Start

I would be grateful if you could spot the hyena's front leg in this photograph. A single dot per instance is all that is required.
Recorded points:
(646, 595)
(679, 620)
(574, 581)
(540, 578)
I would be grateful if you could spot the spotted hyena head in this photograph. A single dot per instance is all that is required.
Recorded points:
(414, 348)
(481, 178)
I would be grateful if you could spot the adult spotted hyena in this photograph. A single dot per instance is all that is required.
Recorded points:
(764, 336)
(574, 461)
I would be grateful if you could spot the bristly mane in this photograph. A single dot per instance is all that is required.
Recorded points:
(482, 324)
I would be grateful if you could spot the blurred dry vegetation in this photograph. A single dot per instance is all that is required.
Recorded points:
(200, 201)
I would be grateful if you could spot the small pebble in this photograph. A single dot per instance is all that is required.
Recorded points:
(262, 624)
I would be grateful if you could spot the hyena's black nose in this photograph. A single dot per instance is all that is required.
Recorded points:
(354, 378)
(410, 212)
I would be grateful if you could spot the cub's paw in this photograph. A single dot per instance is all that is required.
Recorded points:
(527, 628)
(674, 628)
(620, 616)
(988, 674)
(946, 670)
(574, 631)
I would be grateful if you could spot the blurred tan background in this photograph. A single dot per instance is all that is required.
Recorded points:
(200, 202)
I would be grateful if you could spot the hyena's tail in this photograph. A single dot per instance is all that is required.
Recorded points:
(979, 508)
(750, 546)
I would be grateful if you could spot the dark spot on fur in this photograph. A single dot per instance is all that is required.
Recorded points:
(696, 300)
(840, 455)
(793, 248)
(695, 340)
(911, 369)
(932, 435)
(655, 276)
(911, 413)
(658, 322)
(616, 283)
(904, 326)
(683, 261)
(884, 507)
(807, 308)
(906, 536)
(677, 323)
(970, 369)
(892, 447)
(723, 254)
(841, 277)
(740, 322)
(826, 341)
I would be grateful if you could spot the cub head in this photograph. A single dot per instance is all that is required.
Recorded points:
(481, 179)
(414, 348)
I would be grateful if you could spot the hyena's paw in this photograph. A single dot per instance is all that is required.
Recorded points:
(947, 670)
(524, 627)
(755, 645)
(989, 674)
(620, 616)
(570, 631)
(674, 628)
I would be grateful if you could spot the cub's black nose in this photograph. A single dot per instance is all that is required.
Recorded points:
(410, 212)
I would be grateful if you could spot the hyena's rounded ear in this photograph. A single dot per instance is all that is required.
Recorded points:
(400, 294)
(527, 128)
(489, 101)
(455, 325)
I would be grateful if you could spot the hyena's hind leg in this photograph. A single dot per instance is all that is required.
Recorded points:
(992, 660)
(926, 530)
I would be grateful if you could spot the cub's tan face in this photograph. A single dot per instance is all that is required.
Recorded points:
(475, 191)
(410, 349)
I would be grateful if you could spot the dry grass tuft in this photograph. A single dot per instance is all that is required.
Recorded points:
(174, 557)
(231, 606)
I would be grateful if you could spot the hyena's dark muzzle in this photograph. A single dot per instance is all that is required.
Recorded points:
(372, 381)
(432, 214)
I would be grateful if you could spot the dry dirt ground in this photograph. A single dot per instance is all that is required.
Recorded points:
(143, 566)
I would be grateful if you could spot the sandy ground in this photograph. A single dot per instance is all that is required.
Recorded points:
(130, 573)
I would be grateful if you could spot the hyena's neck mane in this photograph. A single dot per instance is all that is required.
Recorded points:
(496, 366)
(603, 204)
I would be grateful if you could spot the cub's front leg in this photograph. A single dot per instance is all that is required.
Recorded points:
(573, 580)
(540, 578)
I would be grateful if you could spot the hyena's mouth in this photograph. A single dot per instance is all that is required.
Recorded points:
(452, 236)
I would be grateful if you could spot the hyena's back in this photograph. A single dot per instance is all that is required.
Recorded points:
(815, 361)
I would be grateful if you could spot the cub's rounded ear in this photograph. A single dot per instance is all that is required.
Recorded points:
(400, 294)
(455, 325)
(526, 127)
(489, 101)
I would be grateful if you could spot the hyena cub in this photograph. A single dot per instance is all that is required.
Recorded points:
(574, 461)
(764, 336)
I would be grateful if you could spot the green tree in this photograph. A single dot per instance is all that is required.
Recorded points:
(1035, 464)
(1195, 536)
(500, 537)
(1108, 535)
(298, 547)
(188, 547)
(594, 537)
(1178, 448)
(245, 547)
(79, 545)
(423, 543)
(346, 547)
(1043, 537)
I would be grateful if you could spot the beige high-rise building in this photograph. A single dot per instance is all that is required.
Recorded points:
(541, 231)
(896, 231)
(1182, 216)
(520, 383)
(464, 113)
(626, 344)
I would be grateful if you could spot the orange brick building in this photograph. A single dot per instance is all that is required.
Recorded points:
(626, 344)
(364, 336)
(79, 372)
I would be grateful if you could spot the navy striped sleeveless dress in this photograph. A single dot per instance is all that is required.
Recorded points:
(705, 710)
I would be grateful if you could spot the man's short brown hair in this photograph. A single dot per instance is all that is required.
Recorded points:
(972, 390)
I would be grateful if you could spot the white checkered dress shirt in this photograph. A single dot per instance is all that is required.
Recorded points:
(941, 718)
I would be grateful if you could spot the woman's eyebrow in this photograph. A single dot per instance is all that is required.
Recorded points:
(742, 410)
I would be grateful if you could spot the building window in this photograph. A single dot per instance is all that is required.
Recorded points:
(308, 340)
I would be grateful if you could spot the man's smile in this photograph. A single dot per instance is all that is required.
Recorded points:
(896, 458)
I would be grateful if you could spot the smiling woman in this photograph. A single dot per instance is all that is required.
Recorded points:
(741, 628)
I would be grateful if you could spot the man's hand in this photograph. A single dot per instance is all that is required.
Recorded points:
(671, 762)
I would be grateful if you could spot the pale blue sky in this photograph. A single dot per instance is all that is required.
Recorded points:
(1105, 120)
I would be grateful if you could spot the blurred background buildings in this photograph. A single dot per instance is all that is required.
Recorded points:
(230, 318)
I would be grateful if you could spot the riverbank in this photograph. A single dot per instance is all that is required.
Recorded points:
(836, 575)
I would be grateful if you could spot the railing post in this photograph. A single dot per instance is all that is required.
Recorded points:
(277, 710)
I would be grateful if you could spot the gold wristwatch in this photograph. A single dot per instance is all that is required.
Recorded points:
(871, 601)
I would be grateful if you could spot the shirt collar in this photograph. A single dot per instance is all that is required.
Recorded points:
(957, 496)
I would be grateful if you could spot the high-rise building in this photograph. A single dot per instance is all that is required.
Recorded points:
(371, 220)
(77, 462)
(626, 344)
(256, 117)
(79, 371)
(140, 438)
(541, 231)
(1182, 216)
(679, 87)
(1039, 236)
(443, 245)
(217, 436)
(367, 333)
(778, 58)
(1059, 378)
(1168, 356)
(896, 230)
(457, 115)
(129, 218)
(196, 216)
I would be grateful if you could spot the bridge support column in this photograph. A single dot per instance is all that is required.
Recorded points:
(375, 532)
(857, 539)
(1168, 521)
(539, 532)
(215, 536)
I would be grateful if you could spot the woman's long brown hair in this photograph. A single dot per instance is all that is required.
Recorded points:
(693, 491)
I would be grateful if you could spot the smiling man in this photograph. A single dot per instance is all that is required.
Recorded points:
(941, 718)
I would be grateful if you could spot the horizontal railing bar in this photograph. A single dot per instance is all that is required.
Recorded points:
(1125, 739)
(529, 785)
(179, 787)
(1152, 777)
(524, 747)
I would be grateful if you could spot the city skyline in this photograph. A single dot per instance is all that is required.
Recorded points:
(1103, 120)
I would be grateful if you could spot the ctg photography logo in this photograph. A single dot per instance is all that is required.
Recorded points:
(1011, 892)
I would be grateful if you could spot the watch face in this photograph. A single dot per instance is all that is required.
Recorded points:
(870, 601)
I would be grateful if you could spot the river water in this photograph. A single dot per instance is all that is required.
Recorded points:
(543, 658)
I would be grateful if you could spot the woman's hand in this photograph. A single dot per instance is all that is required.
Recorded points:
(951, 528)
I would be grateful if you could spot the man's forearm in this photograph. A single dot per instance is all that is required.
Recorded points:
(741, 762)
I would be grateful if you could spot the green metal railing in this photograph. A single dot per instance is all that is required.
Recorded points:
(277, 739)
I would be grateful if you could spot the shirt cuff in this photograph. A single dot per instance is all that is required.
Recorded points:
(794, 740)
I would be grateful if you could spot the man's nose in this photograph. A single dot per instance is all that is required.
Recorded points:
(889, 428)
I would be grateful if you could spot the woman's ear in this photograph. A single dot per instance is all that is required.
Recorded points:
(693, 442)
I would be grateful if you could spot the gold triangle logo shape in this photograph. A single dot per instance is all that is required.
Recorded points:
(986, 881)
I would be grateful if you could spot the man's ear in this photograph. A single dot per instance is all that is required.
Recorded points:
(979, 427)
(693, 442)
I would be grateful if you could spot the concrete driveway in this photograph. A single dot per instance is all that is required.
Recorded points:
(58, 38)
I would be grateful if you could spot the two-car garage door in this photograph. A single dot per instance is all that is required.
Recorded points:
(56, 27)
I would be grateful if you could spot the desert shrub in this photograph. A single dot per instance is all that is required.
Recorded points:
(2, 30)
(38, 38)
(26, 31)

End

Exercise: Rewrite the rows from the line with "I would be grateful if you could spot the man's nose" through the last line of the rows, keeping every line, and raise each coordinate in the recorded points by 148.

Finished answer:
I would be grateful if you could spot the man's nose in this photograph. A single dot per instance is all that is required.
Recorded points:
(1037, 576)
I would be grateful if you could spot the woman's ear in this photograph. A single dot per instance is all that is required.
Recorded points:
(841, 590)
I would be grateful if you could spot the gold triangle logo shape in this photograph. A single dot per instance is all that is required.
Recorded points:
(1134, 1029)
I would be grateful if you could spot the man's ear in this photograph. A single dot per instance is all that is required.
Recorded points:
(1127, 575)
(841, 590)
I would be grateful if you could spot the concrete driveway in this photograph. A single dot per instance is all that is required.
Recorded points:
(206, 186)
I would be grateful if you could spot the two-car garage door in this photograph. A single dot per instance is all that is required.
Recorded points:
(204, 175)
I would be grateful if you could spot the desert shrub in this photograph. A single dot per instance is all that is required.
Recorded points:
(150, 178)
(186, 186)
(174, 179)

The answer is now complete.